Given instruction
Give back every line of the listing below word for word, with nothing changed.

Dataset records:
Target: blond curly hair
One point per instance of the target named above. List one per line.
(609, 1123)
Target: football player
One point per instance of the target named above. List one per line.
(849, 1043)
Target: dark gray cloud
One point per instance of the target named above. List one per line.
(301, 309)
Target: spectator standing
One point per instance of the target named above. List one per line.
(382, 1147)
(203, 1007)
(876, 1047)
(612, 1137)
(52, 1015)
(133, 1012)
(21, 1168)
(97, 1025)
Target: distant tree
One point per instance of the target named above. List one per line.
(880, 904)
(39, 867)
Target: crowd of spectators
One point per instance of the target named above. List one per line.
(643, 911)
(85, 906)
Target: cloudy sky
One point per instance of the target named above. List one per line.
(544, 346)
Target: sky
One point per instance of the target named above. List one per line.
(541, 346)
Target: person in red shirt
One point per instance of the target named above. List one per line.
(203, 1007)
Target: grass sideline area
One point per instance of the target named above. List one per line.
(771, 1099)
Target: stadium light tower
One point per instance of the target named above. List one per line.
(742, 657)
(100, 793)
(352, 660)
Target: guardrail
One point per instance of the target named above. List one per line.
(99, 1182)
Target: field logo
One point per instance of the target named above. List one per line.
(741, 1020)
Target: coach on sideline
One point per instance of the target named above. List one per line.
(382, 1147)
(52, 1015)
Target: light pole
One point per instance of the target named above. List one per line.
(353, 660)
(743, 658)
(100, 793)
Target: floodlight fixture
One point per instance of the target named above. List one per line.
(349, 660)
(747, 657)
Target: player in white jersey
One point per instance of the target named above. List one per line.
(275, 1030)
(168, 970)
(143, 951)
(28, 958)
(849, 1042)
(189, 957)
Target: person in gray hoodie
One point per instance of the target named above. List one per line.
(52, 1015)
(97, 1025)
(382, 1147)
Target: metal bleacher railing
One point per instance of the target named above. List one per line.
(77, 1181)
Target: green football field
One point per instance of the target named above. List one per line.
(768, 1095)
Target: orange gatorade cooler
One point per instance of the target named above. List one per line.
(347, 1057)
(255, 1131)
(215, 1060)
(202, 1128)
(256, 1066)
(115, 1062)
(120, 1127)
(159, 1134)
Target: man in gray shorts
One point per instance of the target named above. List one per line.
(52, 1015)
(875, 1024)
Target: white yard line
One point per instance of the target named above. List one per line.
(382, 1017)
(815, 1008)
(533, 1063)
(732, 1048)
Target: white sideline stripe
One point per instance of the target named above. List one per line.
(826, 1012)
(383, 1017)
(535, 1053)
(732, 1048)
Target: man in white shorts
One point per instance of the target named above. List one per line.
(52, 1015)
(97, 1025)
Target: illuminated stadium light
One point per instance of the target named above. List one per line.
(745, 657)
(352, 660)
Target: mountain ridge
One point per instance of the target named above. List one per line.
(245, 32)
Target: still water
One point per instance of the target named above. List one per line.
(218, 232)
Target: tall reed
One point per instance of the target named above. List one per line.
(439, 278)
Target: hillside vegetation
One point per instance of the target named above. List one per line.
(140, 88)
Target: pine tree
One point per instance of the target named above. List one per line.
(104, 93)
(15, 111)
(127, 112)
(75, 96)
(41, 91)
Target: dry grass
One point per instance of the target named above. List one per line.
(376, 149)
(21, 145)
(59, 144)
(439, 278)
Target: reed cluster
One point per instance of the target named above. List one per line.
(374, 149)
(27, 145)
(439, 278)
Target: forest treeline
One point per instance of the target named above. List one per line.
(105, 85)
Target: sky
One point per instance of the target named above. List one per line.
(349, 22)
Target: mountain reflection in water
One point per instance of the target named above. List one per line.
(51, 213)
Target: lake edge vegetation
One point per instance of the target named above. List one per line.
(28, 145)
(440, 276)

Written response
Target: blond curly hair
One point per instance of the target named above. List one per line.
(609, 1123)
Target: football player
One point per instance of the target named above. List one per line.
(849, 1043)
Target: dark gray cloud
One point per instance of the target named above. List one per line.
(301, 309)
Target: spectator standing
One point per instance of the target named above. List one per line.
(382, 1147)
(203, 1007)
(876, 1047)
(612, 1137)
(52, 1015)
(133, 1012)
(21, 1168)
(97, 1025)
Target: distant tree
One point per instance of the target named above. List one per line.
(880, 904)
(39, 867)
Target: crowd of spectators
One point per instance of the target named above. List one per line.
(643, 911)
(85, 906)
Target: cloudy sky
One point per instance of the target named above. List one per line.
(544, 346)
Target: sky
One point per instance of the target named above. List one per line.
(541, 346)
Target: person in red shirt
One point per instance of the target named above. List one per line.
(203, 1007)
Target: grass sideline area
One point per instance of the target named above. List one per line.
(771, 1099)
Target: stadium light tower
One point per instance of the target named above. List one per line.
(742, 657)
(100, 793)
(352, 660)
Target: guardrail
One point per instance of the target named above. List one per line.
(99, 1182)
Target: field logo
One point per instance of the target named above. List one per line.
(741, 1020)
Target: coach on sideline
One point per instance of the target named above. List one per line.
(382, 1147)
(52, 1015)
Target: light pole
One point per instance of the target named above. List one per line.
(353, 660)
(743, 658)
(100, 793)
Target: floodlight fixture
One point per instance of the target named above. List one per line.
(349, 660)
(747, 657)
Target: player in white jersey
One point per instance of the target named above. List one per line.
(275, 1030)
(168, 970)
(143, 951)
(28, 958)
(849, 1042)
(189, 957)
Target: person in gray hoodie
One point per instance of the target named above. List one per line.
(52, 1015)
(97, 1025)
(382, 1147)
Target: metal bleacher railing
One point per instance of the target named above. List one per line.
(77, 1181)
Target: green football field
One point per instance of the target named above. List one per line.
(768, 1095)
Target: orange gatorade cooler
One point per instance of the target named above. List one per line.
(347, 1057)
(255, 1131)
(215, 1060)
(202, 1128)
(256, 1066)
(115, 1062)
(120, 1127)
(159, 1134)
Target: man in gray shorts
One point per instance of the target named above. List one per line.
(52, 1015)
(875, 1024)
Target: white yard line
One point per instance of the target named above. List one per line.
(382, 1017)
(815, 1008)
(533, 1063)
(732, 1048)
Target: white sideline stripe
One point per instance of the target named above. List one per line.
(826, 1012)
(383, 1017)
(535, 1053)
(732, 1048)
Target: man in white shorts
One point per instance of the target named above. List one per line.
(52, 1015)
(97, 1025)
Target: illuminated stadium light
One point per instance of the target named above. List one per line.
(745, 657)
(352, 660)
Target: mountain ridge
One point per instance of the target named above. List one per line.
(245, 32)
Target: still water
One point per instance of the target named above. List one per line.
(218, 232)
Target: tall reed
One point per instance of the target named above. List one per line.
(439, 278)
Target: hillside vegetation
One point per instance of the target named above. List one per line.
(140, 88)
Target: pine tree
One point per instance of the target named above. List one per line.
(104, 93)
(15, 111)
(127, 112)
(75, 96)
(41, 91)
Target: dry grass
One point per instance of the target named above. List one per line.
(376, 149)
(21, 145)
(59, 144)
(439, 278)
Target: reed cluster
One point per instance of the target named above. List one per line.
(374, 149)
(27, 145)
(439, 278)
Target: forest treeline
One point per instance of the target named above. List one per line.
(105, 85)
Target: sky
One point per instance of the target named above. List one per line.
(349, 22)
Target: mountain reflection in water
One point per instance of the target named above. List one per line.
(51, 213)
Target: lake edge vegetation
One point per instance of the target named above. List one per line.
(28, 145)
(440, 276)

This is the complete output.